**What this task involves:**
Write out every record below exactly as it appears.

**Data records:**
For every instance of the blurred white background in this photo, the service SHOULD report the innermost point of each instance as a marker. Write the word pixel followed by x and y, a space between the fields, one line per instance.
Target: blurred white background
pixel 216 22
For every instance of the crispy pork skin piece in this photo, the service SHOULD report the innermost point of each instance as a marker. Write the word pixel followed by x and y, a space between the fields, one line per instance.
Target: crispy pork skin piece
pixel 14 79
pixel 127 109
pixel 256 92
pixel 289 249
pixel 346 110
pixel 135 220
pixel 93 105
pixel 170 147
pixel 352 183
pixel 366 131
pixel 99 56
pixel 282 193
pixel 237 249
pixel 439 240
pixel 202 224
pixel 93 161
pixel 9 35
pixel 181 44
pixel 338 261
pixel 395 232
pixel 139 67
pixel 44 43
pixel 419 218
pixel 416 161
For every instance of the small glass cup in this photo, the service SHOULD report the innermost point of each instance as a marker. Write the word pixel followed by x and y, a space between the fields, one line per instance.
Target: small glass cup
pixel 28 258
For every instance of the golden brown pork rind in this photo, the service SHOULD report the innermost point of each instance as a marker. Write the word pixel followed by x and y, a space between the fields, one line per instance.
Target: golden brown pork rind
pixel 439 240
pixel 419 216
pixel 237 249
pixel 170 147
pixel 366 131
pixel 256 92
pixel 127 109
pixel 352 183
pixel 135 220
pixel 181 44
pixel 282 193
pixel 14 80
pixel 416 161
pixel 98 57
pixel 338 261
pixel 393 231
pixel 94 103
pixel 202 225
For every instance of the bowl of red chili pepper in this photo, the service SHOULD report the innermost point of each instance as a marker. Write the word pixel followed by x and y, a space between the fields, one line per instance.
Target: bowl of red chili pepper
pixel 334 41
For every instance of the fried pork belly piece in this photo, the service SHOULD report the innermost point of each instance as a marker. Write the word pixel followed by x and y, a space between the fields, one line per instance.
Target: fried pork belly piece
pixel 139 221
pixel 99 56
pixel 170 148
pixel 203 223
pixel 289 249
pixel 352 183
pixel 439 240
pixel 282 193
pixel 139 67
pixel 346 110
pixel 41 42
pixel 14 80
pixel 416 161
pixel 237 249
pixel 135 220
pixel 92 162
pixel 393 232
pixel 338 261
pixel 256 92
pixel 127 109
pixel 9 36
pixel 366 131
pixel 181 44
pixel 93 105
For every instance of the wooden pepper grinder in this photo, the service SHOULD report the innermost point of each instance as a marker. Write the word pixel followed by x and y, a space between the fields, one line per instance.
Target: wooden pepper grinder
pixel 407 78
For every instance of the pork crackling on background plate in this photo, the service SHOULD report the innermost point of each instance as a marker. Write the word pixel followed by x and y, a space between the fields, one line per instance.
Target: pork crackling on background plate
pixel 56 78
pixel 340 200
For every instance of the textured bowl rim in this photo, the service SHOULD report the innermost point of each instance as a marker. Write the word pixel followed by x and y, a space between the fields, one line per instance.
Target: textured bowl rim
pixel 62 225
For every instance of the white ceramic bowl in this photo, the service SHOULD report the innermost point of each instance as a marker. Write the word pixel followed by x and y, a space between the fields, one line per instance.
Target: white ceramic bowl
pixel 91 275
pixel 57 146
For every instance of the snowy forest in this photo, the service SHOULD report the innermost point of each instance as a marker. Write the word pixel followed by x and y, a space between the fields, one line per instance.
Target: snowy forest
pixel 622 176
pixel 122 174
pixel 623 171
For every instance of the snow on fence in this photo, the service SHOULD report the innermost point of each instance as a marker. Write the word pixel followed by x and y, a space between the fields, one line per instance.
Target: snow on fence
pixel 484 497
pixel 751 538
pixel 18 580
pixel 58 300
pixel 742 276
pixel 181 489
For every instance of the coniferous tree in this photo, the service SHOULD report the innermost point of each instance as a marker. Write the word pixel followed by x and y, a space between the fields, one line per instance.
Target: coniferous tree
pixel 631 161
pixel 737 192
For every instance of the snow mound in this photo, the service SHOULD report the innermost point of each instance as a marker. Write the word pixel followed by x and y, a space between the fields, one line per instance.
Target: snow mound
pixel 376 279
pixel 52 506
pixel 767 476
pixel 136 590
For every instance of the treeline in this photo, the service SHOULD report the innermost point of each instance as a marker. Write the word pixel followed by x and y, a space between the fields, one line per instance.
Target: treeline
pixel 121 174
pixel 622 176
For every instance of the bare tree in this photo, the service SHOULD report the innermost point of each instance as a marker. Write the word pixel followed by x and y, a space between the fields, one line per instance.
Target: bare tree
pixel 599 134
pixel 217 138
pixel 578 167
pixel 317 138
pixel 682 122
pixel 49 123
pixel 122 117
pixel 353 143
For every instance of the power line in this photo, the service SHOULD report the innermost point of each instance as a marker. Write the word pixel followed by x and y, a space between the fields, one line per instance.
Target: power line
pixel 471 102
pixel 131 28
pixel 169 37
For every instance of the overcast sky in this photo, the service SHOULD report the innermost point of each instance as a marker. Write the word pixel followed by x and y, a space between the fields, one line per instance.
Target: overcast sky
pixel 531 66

**Your response:**
For every instance of the blurred white background in this photo, the service SHOULD report the innermost point of each instance as a marker. Write the word pixel followed by x and y, a space between the fields, one line per instance.
Target: blurred white background
pixel 216 22
For every instance of the crispy pork skin piece in this photo, the service SHOULD report the innermost point of each instance as a marker. Write the word pixel followed by x and y, a space between the fields, one line per instance.
Target: crispy pork skin piece
pixel 14 79
pixel 127 109
pixel 256 92
pixel 289 249
pixel 346 110
pixel 135 220
pixel 93 105
pixel 170 147
pixel 352 183
pixel 366 131
pixel 99 56
pixel 282 193
pixel 237 249
pixel 439 240
pixel 202 224
pixel 93 161
pixel 9 35
pixel 181 44
pixel 338 261
pixel 395 232
pixel 139 67
pixel 44 43
pixel 419 218
pixel 416 161
For every instance of the small glass cup in this photo, the service SHOULD report the innermost point of each instance as a marker. Write the word pixel followed by x and y, a space between the fields, one line per instance.
Target: small glass cup
pixel 28 258
For every instance of the golden brown pork rind in this photo, the service SHOULD report the innermost point of each instance as a marker. Write the word pixel followed by x and y, a space between the fields, one line per instance.
Target: golden brown pork rind
pixel 439 240
pixel 419 216
pixel 237 249
pixel 170 147
pixel 366 131
pixel 256 92
pixel 127 109
pixel 352 183
pixel 135 220
pixel 181 44
pixel 282 193
pixel 14 80
pixel 416 161
pixel 98 57
pixel 338 261
pixel 393 231
pixel 94 103
pixel 202 225
For every instance of the bowl of red chili pepper in this photo, the service SHOULD report the innermost point of each instance as a marker. Write the word pixel followed by x and y, a space between the fields, one line per instance.
Target: bowl of red chili pepper
pixel 334 41
For every instance of the fried pork belly piece in this photo, the service SHOULD report the innermost point of each instance as a marker. Write the word pixel followed by x and y, a space between the fields, one line per instance.
Target: fried pork belly piece
pixel 139 221
pixel 99 56
pixel 170 148
pixel 203 223
pixel 289 249
pixel 352 183
pixel 439 240
pixel 282 193
pixel 139 67
pixel 346 110
pixel 41 42
pixel 14 80
pixel 416 161
pixel 237 249
pixel 135 220
pixel 92 162
pixel 393 232
pixel 338 261
pixel 256 92
pixel 127 109
pixel 9 36
pixel 366 131
pixel 181 44
pixel 93 105
For every instance of the wooden pepper grinder in this photo, the service SHOULD report the innermost point of each instance as a marker. Write the word pixel followed by x and y, a space between the fields, one line per instance.
Target: wooden pepper grinder
pixel 407 78
For every instance of the pork crackling on background plate in this photo, the service SHOULD report the innermost point of each instance as a marker. Write the word pixel followed by x and y, a space between the fields, one line per instance.
Target: pork crackling on background plate
pixel 56 78
pixel 340 200
For every instance of the textured bowl rim in this photo, the service SHOULD report the innermost point of each instance as a marker. Write the word pixel followed by x and y, a space between the fields, one line per instance.
Target: textured bowl rim
pixel 62 225
For every instance of the white ceramic bowl in this photo, the service SHOULD report the innermost point of each instance as a marker. Write the word pixel followed by x and y, a space between the fields, one line per instance.
Target: white ceramic bowl
pixel 91 275
pixel 57 146
For every instance of the snowy forest in this photo, the service SHOULD report the innermost point of each instance as a marker. Write the word pixel followed by x and y, a space between the fields, one line per instance.
Target: snowy forest
pixel 622 176
pixel 122 174
pixel 623 171
For every instance of the snow on fence in this photo, the service SHOULD report the innermost point of each instance as a marker. Write the word pixel followed by x and y, a space between the fields, one line per instance.
Target: snow on fence
pixel 484 497
pixel 751 538
pixel 18 580
pixel 58 300
pixel 742 276
pixel 181 489
For every instance of the coniferous tree in this photo, the service SHOULD report the innermost point of each instance as a marker. Write the word pixel followed by x and y, a space between the fields, one line per instance.
Target: coniferous tree
pixel 631 161
pixel 737 192
For every instance of the snow mound in this photo, the service SHOULD report the innermost point of each instance as a marker. Write the word pixel followed by x and y, a space between the fields, one line per instance.
Target: snow mound
pixel 376 279
pixel 52 506
pixel 767 476
pixel 136 590
For every instance of the treeline in this photo, the service SHOULD report the innermost point of each instance as a marker. Write the word pixel followed by x and y, a space between the fields, one line per instance.
Target: treeline
pixel 121 174
pixel 622 176
For every instance of the bare tree in this photo, the service SHOULD report the innermost point of each instance as a marker. Write the word pixel followed by x and y, a space between the fields, one line per instance.
Target: bare tree
pixel 599 134
pixel 217 138
pixel 578 167
pixel 317 138
pixel 682 122
pixel 49 123
pixel 122 117
pixel 353 143
For every instance of the power line in this photo, the service SHOULD report the innermost point of each instance as a marker. Write the word pixel followed by x and y, a space between the fields, one line per instance.
Target: power line
pixel 471 102
pixel 131 28
pixel 169 37
For every instance of the overcast sky in this photo, the service SHOULD report the innermost point of each instance as a marker. Write the word pixel followed by x and y, a space between the fields, one line per instance.
Target: overcast sky
pixel 531 66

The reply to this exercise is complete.